— 読解本文 —
.....

水の使用量が2モル未満の場合、加水分解反応が充分に
進まず本発明の効果が発現されない恐れがある。また、
水の使用量が10モルを越える場合、形成された皮膜の
透明性が損なわれる恐れがある。なお、加水分解反応を
促進するために、酸やアルカリ触媒を添加することも可
能である。
【0047】有機珪素化合物および/または有機金属化
合物の加水分解反応は、水のみの反応系では室温〜80
℃、特に50℃〜80℃の温度範囲で行なうことが好ま
しい。室温未満の温度で加水分解を行なうと、皮膜の光
学特性に関与する無機成分が得られない恐れがある。一
方、80℃を越える温度で加水分解を行なうと、有機珪
素化合物および/または有機金属化合物の急激なゲル化
が生じて無機成分の不均一分布が起こり好ましくない。
また、触媒を添加する場合は、反応速度を調節するため
に10℃〜50℃の温度範囲で加水分解を行なうことが
好ましい。
【0048】また、加水分解時間は、水のみの反応系で
は5時間以上、触媒を添加した反応系では1時間以上が
好ましい。なお、加水分解を均一に速やかに進行させる
ために、加水分解を撹拌下で行なうことが好ましい。さ
らに、反応終了後も反応液をそのまま20時間以上保
ち、熟成により反応を完結させ、得られた光学皮膜形成
コーティング用組成物を用いて皮膜を形成すると、形成
された皮膜は機械的強度が向上するので好ましい。

.....

— 保存データ —
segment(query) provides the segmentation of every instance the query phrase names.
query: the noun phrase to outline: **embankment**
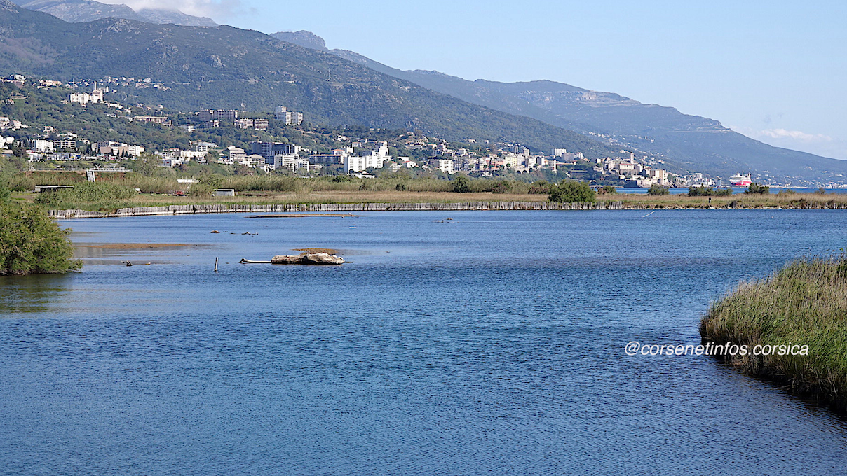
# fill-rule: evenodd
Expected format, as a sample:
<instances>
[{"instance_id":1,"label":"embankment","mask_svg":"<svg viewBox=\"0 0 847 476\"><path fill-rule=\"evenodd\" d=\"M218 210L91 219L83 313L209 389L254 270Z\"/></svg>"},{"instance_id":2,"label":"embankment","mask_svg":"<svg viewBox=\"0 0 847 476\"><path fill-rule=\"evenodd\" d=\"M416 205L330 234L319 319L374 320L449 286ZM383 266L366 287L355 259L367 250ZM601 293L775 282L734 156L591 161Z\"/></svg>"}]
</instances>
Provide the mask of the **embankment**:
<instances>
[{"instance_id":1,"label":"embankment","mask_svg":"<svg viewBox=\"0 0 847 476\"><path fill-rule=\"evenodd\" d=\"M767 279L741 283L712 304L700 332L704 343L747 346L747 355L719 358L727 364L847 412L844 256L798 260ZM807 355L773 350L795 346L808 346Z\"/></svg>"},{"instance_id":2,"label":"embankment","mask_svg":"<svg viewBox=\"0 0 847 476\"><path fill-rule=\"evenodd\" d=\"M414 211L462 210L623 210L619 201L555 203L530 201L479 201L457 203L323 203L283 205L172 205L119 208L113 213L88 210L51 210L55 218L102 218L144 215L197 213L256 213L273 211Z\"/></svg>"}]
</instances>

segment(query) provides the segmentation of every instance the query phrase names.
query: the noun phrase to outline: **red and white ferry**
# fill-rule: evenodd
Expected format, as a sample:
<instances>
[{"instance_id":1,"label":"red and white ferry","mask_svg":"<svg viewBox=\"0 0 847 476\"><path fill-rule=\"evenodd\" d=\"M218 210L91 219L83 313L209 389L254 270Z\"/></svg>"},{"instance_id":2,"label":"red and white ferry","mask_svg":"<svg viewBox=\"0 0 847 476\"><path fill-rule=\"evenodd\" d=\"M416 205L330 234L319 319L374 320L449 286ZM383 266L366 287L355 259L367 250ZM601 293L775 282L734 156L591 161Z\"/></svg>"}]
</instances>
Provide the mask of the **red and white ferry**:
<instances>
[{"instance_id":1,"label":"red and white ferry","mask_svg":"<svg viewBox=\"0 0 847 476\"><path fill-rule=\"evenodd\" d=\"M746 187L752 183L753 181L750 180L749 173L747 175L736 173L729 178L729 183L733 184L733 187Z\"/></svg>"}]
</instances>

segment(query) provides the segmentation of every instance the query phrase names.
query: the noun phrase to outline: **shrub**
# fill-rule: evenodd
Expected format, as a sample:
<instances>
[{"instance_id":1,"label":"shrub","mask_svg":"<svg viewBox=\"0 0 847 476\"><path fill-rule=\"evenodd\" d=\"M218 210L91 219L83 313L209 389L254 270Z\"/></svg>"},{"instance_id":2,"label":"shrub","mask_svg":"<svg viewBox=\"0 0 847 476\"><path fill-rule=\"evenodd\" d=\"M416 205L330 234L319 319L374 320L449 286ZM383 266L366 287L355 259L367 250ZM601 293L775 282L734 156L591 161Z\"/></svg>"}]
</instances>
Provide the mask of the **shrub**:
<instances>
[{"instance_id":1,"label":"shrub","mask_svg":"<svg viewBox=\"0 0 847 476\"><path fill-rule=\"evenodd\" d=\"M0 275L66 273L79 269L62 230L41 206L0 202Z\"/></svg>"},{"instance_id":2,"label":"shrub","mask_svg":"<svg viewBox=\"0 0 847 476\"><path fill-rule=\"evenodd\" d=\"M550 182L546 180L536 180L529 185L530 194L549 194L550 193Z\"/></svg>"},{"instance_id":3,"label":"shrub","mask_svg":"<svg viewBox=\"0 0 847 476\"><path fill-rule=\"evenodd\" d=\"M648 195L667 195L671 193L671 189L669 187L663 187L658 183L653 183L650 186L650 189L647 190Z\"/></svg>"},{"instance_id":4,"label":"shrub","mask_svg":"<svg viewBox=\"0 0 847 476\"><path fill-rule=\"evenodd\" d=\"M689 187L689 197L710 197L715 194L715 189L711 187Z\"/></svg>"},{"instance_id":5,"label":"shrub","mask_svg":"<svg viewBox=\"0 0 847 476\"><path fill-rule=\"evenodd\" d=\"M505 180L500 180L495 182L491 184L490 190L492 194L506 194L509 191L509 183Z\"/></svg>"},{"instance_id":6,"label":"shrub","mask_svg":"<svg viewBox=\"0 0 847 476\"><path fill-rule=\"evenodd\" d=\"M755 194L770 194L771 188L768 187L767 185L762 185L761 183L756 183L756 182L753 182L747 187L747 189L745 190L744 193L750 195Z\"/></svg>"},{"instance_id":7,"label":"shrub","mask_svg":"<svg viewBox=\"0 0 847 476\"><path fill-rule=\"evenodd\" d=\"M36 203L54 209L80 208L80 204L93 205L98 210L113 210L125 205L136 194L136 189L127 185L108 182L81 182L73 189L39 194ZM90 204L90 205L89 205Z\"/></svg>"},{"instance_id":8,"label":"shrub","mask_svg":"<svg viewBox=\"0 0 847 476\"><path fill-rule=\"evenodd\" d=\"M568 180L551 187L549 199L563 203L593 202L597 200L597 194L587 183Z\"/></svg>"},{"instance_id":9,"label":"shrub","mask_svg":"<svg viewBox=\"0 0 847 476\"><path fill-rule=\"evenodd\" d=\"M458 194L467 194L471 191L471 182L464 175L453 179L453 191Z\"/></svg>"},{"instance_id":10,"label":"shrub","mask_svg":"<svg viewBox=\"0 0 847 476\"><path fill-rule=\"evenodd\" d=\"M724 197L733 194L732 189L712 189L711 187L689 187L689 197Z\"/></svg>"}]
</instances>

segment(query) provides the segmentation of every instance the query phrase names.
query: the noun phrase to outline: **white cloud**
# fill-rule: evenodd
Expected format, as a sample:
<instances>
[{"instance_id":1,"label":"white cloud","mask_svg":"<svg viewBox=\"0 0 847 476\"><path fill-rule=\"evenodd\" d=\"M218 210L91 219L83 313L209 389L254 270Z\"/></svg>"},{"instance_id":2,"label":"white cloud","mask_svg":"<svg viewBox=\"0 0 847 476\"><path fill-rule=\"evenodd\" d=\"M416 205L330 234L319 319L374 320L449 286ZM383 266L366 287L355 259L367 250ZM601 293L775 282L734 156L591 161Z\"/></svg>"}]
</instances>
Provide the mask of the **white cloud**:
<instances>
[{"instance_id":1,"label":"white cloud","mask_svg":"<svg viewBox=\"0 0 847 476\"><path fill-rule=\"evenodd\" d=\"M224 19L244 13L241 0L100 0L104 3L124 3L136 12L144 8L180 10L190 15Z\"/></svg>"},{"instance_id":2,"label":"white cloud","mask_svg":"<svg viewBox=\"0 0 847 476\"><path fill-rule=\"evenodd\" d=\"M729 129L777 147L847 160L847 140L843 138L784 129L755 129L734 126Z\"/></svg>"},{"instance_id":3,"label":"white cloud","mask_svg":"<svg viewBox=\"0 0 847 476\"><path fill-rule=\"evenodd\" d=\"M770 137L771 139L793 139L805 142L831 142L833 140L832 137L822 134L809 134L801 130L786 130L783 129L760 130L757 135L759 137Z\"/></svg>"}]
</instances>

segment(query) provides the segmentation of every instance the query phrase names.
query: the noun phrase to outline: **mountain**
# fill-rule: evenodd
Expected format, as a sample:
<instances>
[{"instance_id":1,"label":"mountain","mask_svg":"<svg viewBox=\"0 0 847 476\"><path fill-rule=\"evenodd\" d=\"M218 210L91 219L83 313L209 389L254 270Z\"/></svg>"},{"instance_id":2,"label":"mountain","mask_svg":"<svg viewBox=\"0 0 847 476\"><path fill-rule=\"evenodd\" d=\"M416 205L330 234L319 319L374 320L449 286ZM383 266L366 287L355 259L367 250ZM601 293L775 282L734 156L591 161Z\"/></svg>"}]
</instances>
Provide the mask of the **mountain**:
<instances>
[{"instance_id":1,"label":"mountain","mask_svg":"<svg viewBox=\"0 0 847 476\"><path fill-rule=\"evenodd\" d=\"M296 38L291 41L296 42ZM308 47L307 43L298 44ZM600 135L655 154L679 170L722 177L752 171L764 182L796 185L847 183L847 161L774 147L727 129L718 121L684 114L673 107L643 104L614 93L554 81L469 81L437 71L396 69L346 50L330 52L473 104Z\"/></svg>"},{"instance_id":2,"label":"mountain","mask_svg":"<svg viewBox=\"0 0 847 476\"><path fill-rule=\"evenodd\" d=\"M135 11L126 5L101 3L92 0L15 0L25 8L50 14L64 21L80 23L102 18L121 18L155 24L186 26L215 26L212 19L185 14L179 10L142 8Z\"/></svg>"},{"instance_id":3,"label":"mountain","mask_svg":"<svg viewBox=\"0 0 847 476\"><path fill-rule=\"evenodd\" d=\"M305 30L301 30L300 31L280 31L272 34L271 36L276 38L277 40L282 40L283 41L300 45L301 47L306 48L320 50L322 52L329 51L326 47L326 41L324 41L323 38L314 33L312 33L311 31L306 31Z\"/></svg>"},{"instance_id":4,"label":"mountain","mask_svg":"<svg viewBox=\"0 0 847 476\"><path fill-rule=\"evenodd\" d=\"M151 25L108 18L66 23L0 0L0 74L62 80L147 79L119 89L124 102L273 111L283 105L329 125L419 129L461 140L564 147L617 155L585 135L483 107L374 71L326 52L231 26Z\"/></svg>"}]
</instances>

.....

— 作業内容 —
A - 本文が好ましくない結果として挙げているものを、それぞれの原因となる条件とあわせてすべて挙げよ。
B - 本文に基づき、次の問いに答えよ。
(i) 触媒を添加する場合、加水分解はどの温度範囲で行なうことが好ましいか。
(ii) 水のみの反応系では、加水分解時間は何時間以上が好ましいか。
(iii) 反応終了後、反応液をそのまま何時間以上保つとされているか。
C - 本文を2文で要約せよ。

— 解答一覧 —
A -
- 水の使用量が2モル未満の場合：加水分解反応が充分に進まず、本発明の効果が発現されない恐れがある
- 水の使用量が10モルを越える場合：形成された皮膜の透明性が損なわれる恐れがある
- 室温未満の温度で加水分解を行なう場合：皮膜の光学特性に関与する無機成分が得られない恐れがある
- 80℃を越える温度で加水分解を行なう場合：有機珪素化合物および/または有機金属化合物の急激なゲル化が生じ、無機成分の不均一分布が起こる

B -
(i) 10℃から50℃
(ii) 5時間以上
(iii) 20時間以上

C - 本文は、有機珪素化合物および/または有機金属化合物の加水分解について、水の使用量を2モル以上10モル以下とし、温度は水のみの系で室温から80℃、触媒添加時は10℃から50℃、時間は水のみの系で5時間以上、触媒添加時は1時間以上とするのが好ましいと述べている。また、加水分解は撹拌下で行なうのが好ましく、反応終了後に反応液を20時間以上保って熟成させると、形成された皮膜の機械的強度が向上するとしている。